Text passage:
Court limits damages in Innovate Pharmaceuticals v University of Portsmouth case due to contractual liability clauses, disputes dishonesty allegations

Citation: [2024] EWHC 35 (TCC)
Judgment on

Introduction

In the case of Innovate Pharmaceuticals Limited v University of Portsmouth Higher Education Corporation, the Technology and Construction Court (TCC) was tasked with determining whether Innovate Pharmaceuticals Limited (‘Innovate’) could claim damages due to alleged errors and misconduct in a research paper conducted by the University of Portsmouth (‘UoP’). The paper was published by Dr. Richard Hill and colleagues in the ‘Cancer Letters’ journal. Innovate argued that the paper was infected with serious misrepresentations, undermining the commercial value of their patented liquid aspirin formulation, known as IP1867B.

Key Facts

The High Court assessed numerous allegations including the misuse of beta-actin control blots, false descriptions matched to underlying data, and other substantial errors which led to the eventual retraction of the Cancer Letters paper. Innovate sought compensation for the cost of repeating the research program and for the diminished value of their patent due to the delay in exploiting it. Central to the case was the interpretation of clauses 11.4 and 11.5 of the contract, which contained exclusion and limitation of liability provisions, and their interplay with alleged dishonesty by Dr. Hill.

What you need to do:
(a) Turn the paragraph of the case summary that begins "The High Court assessed numerous allegations" into a short bulleted list that keeps its main facts.
(b) Copy the case summary word for word, from "Judgment on" to "known as IP1867B.".

Provided records:
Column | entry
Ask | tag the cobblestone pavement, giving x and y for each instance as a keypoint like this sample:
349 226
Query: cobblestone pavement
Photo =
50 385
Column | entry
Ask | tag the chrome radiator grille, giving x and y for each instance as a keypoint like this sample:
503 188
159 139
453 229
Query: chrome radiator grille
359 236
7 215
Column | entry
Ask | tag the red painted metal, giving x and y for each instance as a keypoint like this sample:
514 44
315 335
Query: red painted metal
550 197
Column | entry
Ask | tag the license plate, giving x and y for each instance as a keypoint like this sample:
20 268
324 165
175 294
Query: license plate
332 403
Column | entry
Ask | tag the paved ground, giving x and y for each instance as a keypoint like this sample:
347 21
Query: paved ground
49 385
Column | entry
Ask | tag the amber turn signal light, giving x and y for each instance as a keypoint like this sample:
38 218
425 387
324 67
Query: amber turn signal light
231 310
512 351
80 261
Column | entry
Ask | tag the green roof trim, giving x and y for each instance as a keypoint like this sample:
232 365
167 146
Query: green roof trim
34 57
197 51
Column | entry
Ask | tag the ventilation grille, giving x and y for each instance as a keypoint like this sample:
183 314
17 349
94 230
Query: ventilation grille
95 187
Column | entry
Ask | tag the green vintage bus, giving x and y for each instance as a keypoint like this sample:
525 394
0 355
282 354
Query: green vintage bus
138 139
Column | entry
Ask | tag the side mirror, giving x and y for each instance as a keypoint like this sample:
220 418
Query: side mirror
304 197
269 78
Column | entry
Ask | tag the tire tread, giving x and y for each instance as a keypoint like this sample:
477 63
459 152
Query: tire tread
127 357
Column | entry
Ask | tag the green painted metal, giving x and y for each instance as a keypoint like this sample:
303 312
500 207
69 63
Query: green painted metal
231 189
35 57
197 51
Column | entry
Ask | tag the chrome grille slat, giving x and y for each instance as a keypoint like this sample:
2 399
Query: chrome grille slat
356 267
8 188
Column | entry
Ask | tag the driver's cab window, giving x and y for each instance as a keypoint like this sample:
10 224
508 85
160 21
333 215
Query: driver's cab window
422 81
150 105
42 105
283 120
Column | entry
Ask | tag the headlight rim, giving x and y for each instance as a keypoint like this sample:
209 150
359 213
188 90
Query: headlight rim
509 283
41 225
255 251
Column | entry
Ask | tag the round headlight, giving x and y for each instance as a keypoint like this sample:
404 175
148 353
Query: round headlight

Results for each task:
(a)
- The High Court looked at many allegations, including misuse of beta-actin control blots, false descriptions matched to underlying data, and other substantial errors.
- These errors led to the retraction of the Cancer Letters paper.
- Innovate sought compensation for the cost of repeating the research program.
- Innovate also sought compensation for its patent's lost value, caused by the delay in exploiting it.
- The central issue was the meaning of contract clauses 11.4 and 11.5, which excluded and limited liability, and how they interacted with Dr. Hill's alleged dishonesty.

(b)
Judgment on

Introduction

In the case of Innovate Pharmaceuticals Limited v University of Portsmouth Higher Education Corporation, the Technology and Construction Court (TCC) was tasked with determining whether Innovate Pharmaceuticals Limited (‘Innovate’) could claim damages due to alleged errors and misconduct in a research paper conducted by the University of Portsmouth (‘UoP’). The paper was published by Dr. Richard Hill and colleagues in the ‘Cancer Letters’ journal. Innovate argued that the paper was infected with serious misrepresentations, undermining the commercial value of their patented liquid aspirin formulation, known as IP1867B.